[Material from a collection]
-- Start --

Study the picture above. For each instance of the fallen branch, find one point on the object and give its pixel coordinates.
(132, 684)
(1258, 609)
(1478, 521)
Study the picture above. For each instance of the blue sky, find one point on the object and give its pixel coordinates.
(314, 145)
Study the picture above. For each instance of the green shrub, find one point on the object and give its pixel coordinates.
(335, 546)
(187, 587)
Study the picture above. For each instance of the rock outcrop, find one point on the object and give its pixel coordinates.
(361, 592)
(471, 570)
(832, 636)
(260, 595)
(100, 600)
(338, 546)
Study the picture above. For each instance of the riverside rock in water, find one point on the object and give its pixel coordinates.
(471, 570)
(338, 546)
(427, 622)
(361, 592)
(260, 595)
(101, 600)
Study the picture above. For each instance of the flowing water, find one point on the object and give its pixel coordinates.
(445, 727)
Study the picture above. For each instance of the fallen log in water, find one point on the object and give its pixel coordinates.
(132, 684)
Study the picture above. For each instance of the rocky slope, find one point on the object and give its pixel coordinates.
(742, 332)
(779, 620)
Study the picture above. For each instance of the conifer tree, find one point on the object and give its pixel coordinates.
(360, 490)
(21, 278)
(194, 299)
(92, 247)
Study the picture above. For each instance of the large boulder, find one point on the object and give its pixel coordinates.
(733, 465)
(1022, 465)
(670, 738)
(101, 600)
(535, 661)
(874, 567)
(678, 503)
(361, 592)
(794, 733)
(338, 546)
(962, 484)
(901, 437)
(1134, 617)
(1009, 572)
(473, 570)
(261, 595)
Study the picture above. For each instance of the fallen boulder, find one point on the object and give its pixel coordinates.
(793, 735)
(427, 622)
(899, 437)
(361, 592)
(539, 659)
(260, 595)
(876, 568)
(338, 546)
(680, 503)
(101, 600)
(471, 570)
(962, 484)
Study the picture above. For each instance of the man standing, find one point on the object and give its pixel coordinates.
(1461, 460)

-- End --

Could you arrange everything from the line containing "Study the picture above. For each instance of the flowing" down to the end of the material as a Markdown table? Use the columns Row and Line, and skip any blank lines.

> Response to this exercise:
| Row | Line |
|---|---|
| 1 | Study the picture above. For each instance of the flowing water, find one point on the object and give its pixel coordinates. |
| 2 | (445, 727) |
| 3 | Study the picture above. For each instance of the fallen log in water, find one point on the object and give its pixel coordinates. |
| 4 | (132, 684) |
| 5 | Study the picture above. For each instance of the rocky slope, find one point on the object and give its pixel coordinates. |
| 6 | (742, 332) |
| 7 | (779, 620) |
| 8 | Study the picture above. For each instance of the conifer tree, find one point on the object and give its pixel coordinates. |
| 9 | (360, 490) |
| 10 | (21, 278) |
| 11 | (194, 299) |
| 12 | (92, 247) |
| 13 | Study the picture above. For each instance of the large boulder, find one point on the object and give its pixel coordinates. |
| 14 | (733, 465) |
| 15 | (1022, 465) |
| 16 | (670, 738) |
| 17 | (101, 600) |
| 18 | (535, 661) |
| 19 | (874, 567) |
| 20 | (678, 503) |
| 21 | (361, 592) |
| 22 | (794, 733) |
| 23 | (338, 546) |
| 24 | (962, 484) |
| 25 | (901, 437) |
| 26 | (1134, 617) |
| 27 | (1009, 572) |
| 28 | (473, 570) |
| 29 | (261, 595) |
| 30 | Study the picture above. For each instance of the fallen boulder, find one point on the object and give its pixel coordinates. |
| 31 | (793, 735) |
| 32 | (427, 622) |
| 33 | (899, 437) |
| 34 | (361, 592) |
| 35 | (539, 659) |
| 36 | (260, 595) |
| 37 | (876, 568) |
| 38 | (338, 546) |
| 39 | (680, 503) |
| 40 | (101, 600) |
| 41 | (471, 570) |
| 42 | (962, 484) |
| 43 | Study the picture above. For each instance of the man standing, find one point on the object and give its pixel coordinates. |
| 44 | (1461, 460) |